━━━ Document passage

# Treatments for open ended theater



## Papcody (Mar 6, 2013)

Hi all,

First time poster over here at the shack. Was hoping for a little advice. 

I'm completing my basement theater room. Carpet coming at the end of the month so it's wrap up the loose ends time. 

Specs and equip:

15 x 25 room with open back to a bar area and essentially rest of basement. There is a bar that separates the theater from the bar room behind it. Kind of a half wall with alleys to each side entering the theater. I have a riser for the second row of seats. 
I've built a false wall for the screen wall. I have about 20" from screen to wall behind it. Screen is a 59 x 138 Seymour AV DIY scope. 

I have an Onkyo 5009 for 7.2, might go 9.2 with highs later. 

Speakers are M&K S-150s across the front, SS-150s on the sides, and S-85's(direct) in the back. Subs are 2 Dayton 18 HO's ( in separate 4 cuft enclosures). 

As far as room treatments go its essentially a clean slate. I have only deadened the front wall with 2" linacoustic with thin plastic membrane between the layers. 

Now, Here's the question..

With an open ended theater do all the typical rules for corner bass traps still aply? 
Is there something I should do differently?
What's the best option these days for first reflections (for both rows). DIY vs bought?
Super chunk the front corners?

I'm planning on digging into REW to get some baseline measurements but have never used it so I'm sure there will be a learning curve. Guess I'm looking for some direction in where to start with the "can't go wrong, must have treatments"

Thanks!


----------



## bpape (Sep 14, 2006)

Welcome.

Corner bass control still applies. Center of the rear wall is also nice if you have the space for something thick. For the side wall reflections, 4" panels are really recommended (or thicker).

Bryan


----------



## Papcody (Mar 6, 2013)

Thanks! Would the back half wall treatment still be effective considering It will almost be completely blocked by the back row of seats?


----------



## phazewolf (Feb 5, 2012)

Yes it should be just fine the bass should pass right through the chairs.


----------

━━━━━━
━━━ Material provided

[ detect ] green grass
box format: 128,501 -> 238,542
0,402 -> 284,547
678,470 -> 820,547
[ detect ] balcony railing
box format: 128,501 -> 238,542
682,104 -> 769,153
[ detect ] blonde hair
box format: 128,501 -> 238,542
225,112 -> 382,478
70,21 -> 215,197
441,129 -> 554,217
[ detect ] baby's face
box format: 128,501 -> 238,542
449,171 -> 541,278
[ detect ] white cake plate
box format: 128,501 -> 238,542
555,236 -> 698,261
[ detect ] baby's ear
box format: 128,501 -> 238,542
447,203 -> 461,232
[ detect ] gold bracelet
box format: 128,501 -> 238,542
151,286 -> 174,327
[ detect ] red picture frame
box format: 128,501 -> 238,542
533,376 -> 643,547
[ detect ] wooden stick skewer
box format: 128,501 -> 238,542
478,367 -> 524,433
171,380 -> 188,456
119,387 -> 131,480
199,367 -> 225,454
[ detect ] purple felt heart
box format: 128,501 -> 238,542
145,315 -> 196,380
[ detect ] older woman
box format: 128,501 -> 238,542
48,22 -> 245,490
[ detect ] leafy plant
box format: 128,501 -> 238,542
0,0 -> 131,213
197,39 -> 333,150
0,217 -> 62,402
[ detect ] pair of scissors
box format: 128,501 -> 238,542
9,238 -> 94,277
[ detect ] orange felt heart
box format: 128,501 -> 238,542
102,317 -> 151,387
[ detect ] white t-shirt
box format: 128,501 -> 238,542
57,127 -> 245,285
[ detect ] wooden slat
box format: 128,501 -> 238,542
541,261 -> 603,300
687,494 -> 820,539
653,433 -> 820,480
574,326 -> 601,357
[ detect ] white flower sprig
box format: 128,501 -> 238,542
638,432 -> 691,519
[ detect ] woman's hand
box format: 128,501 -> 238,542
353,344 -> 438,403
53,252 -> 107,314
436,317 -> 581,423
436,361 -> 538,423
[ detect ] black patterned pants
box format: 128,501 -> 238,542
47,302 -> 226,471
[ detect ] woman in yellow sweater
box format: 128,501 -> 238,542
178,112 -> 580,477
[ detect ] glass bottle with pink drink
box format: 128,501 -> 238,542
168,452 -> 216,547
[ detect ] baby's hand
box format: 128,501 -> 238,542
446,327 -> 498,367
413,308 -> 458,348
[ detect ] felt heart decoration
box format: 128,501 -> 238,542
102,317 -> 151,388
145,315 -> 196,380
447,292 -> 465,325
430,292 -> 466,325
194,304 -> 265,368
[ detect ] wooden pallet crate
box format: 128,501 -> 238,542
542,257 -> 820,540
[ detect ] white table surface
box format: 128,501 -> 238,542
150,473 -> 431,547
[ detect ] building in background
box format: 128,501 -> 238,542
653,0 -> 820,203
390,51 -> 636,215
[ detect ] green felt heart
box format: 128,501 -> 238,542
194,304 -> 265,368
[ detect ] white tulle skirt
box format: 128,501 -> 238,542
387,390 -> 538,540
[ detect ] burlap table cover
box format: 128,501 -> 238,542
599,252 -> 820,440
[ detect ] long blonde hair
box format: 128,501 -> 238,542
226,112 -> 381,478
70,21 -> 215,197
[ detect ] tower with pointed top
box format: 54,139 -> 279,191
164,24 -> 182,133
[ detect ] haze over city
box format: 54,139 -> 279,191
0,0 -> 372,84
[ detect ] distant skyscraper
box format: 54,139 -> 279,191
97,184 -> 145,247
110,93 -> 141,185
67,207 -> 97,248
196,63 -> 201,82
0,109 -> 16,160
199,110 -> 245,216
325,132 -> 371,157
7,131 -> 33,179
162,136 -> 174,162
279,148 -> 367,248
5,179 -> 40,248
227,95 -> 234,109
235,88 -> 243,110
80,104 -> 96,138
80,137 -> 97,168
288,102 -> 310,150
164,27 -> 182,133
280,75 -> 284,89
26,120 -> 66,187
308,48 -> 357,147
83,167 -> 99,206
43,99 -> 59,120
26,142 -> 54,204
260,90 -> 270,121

━━━━━━

### Task goal
In the basement theater thread, what panel thickness does bpape recommend for the side wall reflections?

### Task result
4" panels, or thicker.